### Input:

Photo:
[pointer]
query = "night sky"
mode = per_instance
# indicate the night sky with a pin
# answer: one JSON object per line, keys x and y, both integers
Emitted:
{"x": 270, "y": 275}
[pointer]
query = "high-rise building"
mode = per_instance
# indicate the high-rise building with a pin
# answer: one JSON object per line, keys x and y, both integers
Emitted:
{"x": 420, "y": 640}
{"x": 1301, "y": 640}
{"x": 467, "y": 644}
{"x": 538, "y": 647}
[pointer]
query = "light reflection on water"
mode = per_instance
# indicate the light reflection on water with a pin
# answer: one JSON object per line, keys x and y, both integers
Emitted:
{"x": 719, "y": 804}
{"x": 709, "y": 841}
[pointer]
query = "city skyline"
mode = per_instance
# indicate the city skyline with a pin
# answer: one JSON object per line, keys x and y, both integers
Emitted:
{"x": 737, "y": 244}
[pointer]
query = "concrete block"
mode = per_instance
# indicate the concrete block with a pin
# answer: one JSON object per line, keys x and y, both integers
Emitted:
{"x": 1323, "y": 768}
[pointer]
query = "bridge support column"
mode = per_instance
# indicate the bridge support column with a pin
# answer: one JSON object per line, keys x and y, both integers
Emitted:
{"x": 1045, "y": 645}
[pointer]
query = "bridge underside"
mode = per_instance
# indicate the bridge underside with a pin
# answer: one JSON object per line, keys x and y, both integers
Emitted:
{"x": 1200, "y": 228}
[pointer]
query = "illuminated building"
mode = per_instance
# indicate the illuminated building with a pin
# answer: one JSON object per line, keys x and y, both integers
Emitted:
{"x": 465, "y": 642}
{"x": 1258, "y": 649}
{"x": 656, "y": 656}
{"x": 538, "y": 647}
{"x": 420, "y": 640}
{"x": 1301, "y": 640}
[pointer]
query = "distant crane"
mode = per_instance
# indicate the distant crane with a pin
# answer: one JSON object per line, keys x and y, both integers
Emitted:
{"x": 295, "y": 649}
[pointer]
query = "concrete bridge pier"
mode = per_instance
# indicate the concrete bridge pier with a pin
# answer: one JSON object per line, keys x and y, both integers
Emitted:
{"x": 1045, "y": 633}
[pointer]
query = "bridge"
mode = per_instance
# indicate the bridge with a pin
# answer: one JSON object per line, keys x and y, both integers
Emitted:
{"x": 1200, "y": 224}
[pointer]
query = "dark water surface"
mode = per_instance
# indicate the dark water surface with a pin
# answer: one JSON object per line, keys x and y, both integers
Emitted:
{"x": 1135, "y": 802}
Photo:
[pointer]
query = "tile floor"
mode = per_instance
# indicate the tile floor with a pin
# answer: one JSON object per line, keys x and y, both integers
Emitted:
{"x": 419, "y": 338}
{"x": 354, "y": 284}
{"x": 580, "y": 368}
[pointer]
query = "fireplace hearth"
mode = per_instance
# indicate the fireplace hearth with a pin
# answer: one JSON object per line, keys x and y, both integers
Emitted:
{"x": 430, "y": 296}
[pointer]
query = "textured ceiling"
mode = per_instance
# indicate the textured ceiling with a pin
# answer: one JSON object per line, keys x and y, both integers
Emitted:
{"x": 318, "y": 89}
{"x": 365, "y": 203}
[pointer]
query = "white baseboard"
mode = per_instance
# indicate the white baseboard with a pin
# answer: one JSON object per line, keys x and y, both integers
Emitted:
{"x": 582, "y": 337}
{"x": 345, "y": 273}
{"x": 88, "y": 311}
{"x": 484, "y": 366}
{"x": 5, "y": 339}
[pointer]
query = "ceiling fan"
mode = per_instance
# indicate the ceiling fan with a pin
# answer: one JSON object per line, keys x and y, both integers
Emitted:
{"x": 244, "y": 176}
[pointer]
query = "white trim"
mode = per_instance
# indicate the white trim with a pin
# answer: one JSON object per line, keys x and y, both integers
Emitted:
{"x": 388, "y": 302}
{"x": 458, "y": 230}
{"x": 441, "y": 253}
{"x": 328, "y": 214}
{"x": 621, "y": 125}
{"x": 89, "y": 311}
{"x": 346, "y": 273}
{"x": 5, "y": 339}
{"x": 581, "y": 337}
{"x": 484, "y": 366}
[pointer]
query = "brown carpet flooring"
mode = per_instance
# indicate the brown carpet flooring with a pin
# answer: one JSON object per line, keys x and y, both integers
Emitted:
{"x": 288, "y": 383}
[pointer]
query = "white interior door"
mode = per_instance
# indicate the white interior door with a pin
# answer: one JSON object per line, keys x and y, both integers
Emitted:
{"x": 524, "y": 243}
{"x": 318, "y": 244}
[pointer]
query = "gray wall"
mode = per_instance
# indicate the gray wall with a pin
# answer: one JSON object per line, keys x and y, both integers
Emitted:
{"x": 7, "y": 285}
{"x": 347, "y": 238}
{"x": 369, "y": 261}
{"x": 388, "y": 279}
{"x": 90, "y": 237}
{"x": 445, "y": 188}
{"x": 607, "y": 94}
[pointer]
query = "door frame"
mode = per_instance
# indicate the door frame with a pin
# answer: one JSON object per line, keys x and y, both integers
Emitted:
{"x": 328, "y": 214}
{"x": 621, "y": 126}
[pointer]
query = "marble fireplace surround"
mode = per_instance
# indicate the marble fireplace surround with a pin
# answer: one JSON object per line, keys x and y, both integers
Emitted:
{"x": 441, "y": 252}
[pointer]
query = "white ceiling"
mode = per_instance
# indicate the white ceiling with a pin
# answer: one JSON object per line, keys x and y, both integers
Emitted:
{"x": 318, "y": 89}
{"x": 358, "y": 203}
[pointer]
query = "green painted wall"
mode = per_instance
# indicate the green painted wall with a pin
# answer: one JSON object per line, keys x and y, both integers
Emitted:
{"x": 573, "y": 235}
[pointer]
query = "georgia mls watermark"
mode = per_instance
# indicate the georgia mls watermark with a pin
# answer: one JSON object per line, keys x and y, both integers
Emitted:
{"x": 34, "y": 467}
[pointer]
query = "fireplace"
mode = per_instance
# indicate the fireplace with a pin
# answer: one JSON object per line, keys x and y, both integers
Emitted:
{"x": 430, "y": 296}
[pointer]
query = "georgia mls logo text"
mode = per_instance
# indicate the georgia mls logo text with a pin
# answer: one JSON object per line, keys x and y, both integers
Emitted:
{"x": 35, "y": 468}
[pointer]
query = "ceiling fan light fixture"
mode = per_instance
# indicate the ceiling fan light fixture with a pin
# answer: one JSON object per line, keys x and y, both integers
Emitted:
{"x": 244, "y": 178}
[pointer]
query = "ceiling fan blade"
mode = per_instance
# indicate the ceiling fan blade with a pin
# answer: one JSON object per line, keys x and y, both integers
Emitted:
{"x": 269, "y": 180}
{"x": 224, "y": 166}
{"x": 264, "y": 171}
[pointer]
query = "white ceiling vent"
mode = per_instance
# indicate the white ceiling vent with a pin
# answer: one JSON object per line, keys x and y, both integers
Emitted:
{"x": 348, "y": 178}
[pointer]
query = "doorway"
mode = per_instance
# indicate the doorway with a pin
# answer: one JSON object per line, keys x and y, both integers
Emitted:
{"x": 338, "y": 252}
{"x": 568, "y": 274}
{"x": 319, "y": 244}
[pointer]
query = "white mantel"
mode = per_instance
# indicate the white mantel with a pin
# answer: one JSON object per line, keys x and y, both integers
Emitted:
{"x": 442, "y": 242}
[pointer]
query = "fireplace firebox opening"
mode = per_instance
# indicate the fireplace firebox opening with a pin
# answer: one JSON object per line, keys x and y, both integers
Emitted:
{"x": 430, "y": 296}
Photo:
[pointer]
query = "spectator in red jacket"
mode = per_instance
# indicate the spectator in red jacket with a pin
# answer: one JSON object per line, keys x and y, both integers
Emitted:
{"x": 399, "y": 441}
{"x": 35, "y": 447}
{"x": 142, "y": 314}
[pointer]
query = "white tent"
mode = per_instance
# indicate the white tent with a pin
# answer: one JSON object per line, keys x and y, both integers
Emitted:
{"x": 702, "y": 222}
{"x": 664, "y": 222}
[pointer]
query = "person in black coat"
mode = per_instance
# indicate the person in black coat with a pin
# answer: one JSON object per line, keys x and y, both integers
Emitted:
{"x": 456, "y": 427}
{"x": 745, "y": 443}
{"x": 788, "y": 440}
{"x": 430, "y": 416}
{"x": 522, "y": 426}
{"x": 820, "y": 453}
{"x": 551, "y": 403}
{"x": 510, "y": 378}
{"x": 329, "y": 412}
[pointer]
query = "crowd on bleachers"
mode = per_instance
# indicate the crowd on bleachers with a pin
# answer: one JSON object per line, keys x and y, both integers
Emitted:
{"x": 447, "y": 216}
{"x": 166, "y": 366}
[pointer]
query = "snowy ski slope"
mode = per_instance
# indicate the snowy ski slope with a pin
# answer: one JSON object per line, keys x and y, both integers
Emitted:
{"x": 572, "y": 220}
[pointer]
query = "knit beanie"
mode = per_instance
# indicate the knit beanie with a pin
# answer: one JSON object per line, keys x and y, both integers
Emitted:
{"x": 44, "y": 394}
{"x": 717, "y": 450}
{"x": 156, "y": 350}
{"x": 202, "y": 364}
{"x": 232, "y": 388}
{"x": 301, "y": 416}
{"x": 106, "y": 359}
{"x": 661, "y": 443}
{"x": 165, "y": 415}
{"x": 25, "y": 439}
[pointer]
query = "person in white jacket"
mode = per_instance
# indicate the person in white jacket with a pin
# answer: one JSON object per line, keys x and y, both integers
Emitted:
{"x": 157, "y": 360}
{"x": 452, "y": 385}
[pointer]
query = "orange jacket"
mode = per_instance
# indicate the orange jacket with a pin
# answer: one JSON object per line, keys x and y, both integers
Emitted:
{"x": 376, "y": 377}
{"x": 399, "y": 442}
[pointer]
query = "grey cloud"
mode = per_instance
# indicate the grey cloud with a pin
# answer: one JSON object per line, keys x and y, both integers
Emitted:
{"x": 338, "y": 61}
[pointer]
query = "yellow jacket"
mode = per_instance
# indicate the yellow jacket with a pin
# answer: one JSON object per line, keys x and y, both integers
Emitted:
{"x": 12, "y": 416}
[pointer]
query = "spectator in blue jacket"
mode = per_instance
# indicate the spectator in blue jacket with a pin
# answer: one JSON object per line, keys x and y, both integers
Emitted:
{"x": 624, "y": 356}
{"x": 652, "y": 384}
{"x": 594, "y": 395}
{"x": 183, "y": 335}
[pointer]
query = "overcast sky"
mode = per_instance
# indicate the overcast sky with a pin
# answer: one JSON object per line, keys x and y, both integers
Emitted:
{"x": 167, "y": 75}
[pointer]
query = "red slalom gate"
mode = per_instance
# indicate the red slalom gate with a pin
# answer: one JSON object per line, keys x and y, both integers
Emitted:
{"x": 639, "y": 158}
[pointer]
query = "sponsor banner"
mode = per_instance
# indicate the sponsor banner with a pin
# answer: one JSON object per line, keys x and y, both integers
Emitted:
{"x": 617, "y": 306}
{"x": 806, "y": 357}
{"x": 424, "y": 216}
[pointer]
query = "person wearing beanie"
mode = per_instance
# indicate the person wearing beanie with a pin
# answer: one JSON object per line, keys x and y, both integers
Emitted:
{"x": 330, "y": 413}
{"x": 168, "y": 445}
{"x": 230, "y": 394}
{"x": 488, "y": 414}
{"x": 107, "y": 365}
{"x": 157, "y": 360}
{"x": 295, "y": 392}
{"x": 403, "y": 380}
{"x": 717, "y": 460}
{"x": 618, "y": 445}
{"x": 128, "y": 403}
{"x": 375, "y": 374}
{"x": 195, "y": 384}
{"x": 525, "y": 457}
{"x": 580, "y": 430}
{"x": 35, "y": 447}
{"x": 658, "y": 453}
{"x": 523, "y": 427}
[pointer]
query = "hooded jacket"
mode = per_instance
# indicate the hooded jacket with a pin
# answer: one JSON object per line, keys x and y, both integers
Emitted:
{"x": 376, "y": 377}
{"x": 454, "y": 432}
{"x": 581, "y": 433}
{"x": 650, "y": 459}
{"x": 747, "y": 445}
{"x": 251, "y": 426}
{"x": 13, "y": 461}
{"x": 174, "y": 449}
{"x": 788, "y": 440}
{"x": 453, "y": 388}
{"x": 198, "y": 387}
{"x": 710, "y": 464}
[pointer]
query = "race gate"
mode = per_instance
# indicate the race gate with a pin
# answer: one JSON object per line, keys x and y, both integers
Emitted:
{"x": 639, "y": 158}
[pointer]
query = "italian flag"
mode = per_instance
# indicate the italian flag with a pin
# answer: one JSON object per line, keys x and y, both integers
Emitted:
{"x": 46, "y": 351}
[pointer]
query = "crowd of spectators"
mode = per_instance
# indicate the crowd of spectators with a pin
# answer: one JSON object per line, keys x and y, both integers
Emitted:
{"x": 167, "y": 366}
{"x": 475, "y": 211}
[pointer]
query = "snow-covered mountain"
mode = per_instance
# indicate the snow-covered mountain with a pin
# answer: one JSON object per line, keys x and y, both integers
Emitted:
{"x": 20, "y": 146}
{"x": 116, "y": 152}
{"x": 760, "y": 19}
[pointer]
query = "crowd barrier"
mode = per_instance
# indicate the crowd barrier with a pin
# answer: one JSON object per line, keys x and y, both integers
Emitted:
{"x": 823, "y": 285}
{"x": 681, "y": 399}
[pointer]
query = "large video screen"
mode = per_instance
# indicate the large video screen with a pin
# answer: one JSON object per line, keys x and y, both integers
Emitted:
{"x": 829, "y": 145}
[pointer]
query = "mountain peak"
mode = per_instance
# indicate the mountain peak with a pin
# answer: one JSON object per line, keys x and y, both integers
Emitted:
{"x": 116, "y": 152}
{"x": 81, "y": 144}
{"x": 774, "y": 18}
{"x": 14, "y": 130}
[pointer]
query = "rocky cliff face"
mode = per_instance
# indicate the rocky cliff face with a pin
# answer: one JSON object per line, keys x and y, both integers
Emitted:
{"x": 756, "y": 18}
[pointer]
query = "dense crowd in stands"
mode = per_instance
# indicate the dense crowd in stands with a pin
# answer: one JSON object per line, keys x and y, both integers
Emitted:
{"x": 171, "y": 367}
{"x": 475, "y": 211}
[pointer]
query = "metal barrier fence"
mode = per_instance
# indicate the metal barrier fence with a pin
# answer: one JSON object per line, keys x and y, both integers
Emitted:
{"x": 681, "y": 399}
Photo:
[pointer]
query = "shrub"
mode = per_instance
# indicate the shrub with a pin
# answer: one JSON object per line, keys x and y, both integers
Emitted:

### Task statement:
Count the lines in the records above that contain the string "reflection", treating case as significant. Give only the number.

### Solved exercise:
2